→ SUPPLIED PASSAGE:
┌──

What does “grep” stand for? (was: Regular expressions)

Ben Finney ben+python at benfinney.id.au
Wed Nov 4 13:24:03 EST 2015


Steven D'Aprano <steve+comp.lang.python at pearwood.info> writes:

> On Wednesday 04 November 2015 13:55, Dan Sommers wrote:
>
> > Its very name indicates that its default mode most certainly is
> > regular expressions.
>
> I don't even know what grep stands for. 

“grep” stands for ‘g/RE/p’.

The name is a mnemonic for a compound command in ‘ed’ [0], a text editor
that pre-dates extravagant luxuries like “presenting a full screen of
text at one time”.


In an ‘ed’ session, the user is obliged to keep mental track of the
current line in the text buffer, and even what that text contains during
the session.

Single-letter commands, with various terse parameters such as the range
of lines or some text to insert, are issued at a command prompt one
after another.

For these reasons, the manual page describes ‘ed’ as a “line-oriented
text editor”. Everything is done by specifying lines, blindly, to
commands which then operate on those lines.

The name of the ‘vi’ editor means “visual interface (to a text editor)”,
to proudly declare the innovation of a full screen of text that updates
content during the editing session. That was not available for users of
‘ed’.

└──

→ GIVEN REQUEST:
Please extend the post above about what "grep" stands for, carrying on after its final sentence about users of 'ed'.

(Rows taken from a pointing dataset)
┌──

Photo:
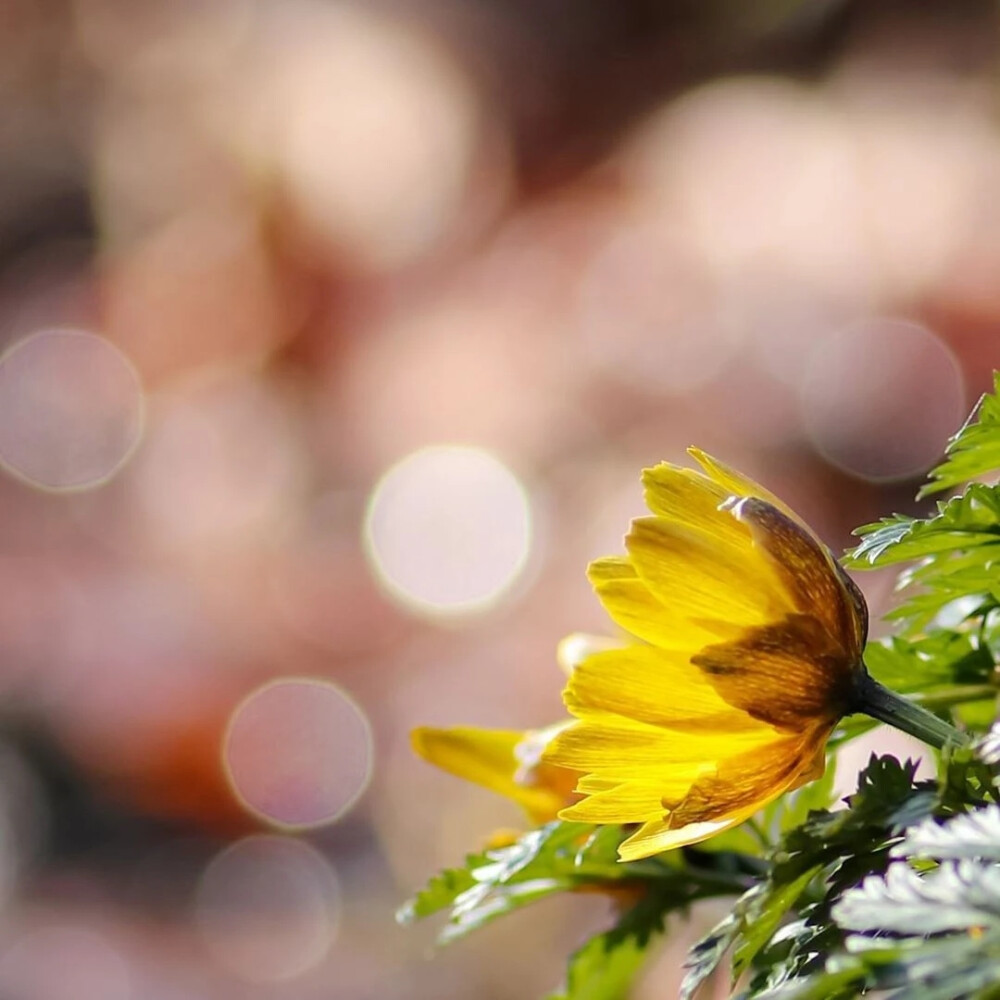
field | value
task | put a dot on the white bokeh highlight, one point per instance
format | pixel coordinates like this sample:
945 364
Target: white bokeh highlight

└──

→ WRITTEN RESPONSE:
A very common command to issue, then, is “actually show me the line of
text I just specified”; the ‘p’ (for “print”) command.

Another very common command is “find the text matching this pattern and
perform these commands on it”, which is ‘g’ (for “global”). The ‘g’
command addresses text matching a regular expression pattern, delimited
by slashes ‘/’.

So, for users with feeble human brains incapable of remembering
perfectly the entire content of the text while it changes and therefore
not always knowing exactly which lines they wanted to operate on without
seeing them all the time, a very frequent combination command is:

    g/RE/p

meaning “find lines forward from here that match the regular expression
pattern “RE”, and do nothing to those lines except print them to
standard output”.


Wikipedia has useful pages on both ‘grep’ and ‘ed’
<URL:https://en.wikipedia.org/wiki/Grep>
<URL:https://en.wikipedia.org/wiki/Ed_%28text_editor%29>.

You can see a full specification of how the ‘ed’ interface is to behave
as part of the “Open Group Base Specifications Issue 7”, which is the
specification for Unix.

    <URL:http://pubs.opengroup.org/onlinepubs/9699919799/utilities/ed.html>

See the manual for GNU ed which includes an example session to
appreciate just how far things have come.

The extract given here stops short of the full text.